> _SELECTED EXTRACT_:

────────────────

It is the season of the Cashew Rains, and a sturdy Amerindian in a black cowboy hat is leading me over a trail through the thick tropical bush of Guyana. “Ready to go to the brink?” he asks. We are already skirting the edge of a deep gorge, so I say, sure, why not.

A bank of cumuli steams overhead, sent up from this broccoli of wet jungle that stretches as far as I can see. The only interruption is the “brink,” in which the Potaro River dramatically tumbles off a 740-foot-high scarp, down into a tumult of misty green. We head for a rock outcropping right at its edge.

These are the Kaieteur Falls, named for a long-gone Patamonas chief who, by legend, paddled himself in a dugout over the scarp to win the favor of the gods in a war against the ferocious Caribs. It worked.

My guide is Mike Phang, half-Arawak and half-Carib; he is the warden in charge of the land protecting these falls. We step across vast crevices in the terrain, dodge hanging lianas and spot carnivorous plants, waist-high termite mounds and a rare orange bird with a bit of a Mohawk, the Guyanese “Cock-of-the-Walk.” It’s no wonder Arthur Conan Doyle’s fictional “Lost World,” with its time-stuck ape men and dinosaurs, was set on Mount Roraima, not far to the west. Or that Sir Walter Raleigh once came looking for El Dorado, the city of gold. It still seems as if almost anything could be hidden here.

Hidden from everyone but Mike. “You are having the bromeliads here, 6 meters [20 feet] high,” he says. “You are having the jaguar, the jaguarundi, the puma. You are having the howler monkey.” All of this is delivered in a stoic monotone, not unlike that I have heard from other Amerindians — the Seminoles back in Florida, the Cocama in the Peruvian Amazon. It resonates with a quiet confidence, the emotional knowledge of place locked timelessly inside each word. “We are also having the bushmaster snake,” says Mike. “Step carefully.”

A delicate plant the size of a tree looms, nurtured by the vapor plume of the falls. “Look deep into this bromeliad and you will see the golden frog. It lives nowhere else. In its skin is a compound … 150 times as powerful as cocaine.” A Scot in our small ragtag group — head shaved clean and an accent like Sean Connery’s — squats down, puts his head into the immense green leaves and sniffs.

We have come here from Georgetown, the capital of Guyana on the northeast coast of South America, bouncing down on a dirt strip l40 miles inland via Trans Guyana Airlines. The lone pilot is German; the other passengers are the frog-sniffing Brit, his three mates and a Dutchman from Aruba. Guyana is a strange, strange place — part Caribbean, part Amazonian. It doesn’t much court visitors and I am thinking that our small white group — individually gathered from around Georgetown earlier this morning by a minivan — may be the country’s entire tourism quota for the week.

With a long colonial history that ended abruptly when the British left in 1966, Guyana is not quite sure of its legacy. It is the only English-speaking country in Latin America. Beyond that, I’m uncertain about what unites its people, nearly 90 percent of whom are East Indian-African and live on the coast. The interior forest and mountains and vast savannas are the territory of its nine Amerindian nations. There is wealth here, everyone is certain, in lumbering and mining. But no one is yet sure how much can be taken before it runs out.

────────────────

> _STORED DATA_:
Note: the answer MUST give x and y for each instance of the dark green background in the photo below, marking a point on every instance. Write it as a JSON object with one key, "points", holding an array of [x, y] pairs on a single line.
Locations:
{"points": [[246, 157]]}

────────────────

> _SET PROBLEM 1_:
For each statement below, answer yes or no according to the Kaieteur Falls passage, and quote the words that decide it: (a) The Potaro River drops off a 740-foot-high scarp. (b) Mike Phang is half-Arawak and half-Patamonas. (c) The British left Guyana in 1966.
> _SET PROBLEM 2_:
According to the Kaieteur Falls passage, which airline flew the group in from Georgetown?
> _SET PROBLEM 3_:
Extract the part of the Kaieteur Falls passage starting with "A delicate plant" and going on through "leaves and sniffs.".

> _EXPECTED ANSWER 1_:
(a) Yes: "the Potaro River dramatically tumbles off a 740-foot-high scarp"
(b) No: "half-Arawak and half-Carib"
(c) Yes: "ended abruptly when the British left in 1966"

> _EXPECTED ANSWER 2_:
Trans Guyana Airlines.

> _EXPECTED ANSWER 3_:
A delicate plant the size of a tree looms, nurtured by the vapor plume of the falls. “Look deep into this bromeliad and you will see the golden frog. It lives nowhere else. In its skin is a compound … 150 times as powerful as cocaine.” A Scot in our small ragtag group — head shaved clean and an accent like Sean Connery’s — squats down, puts his head into the immense green leaves and sniffs.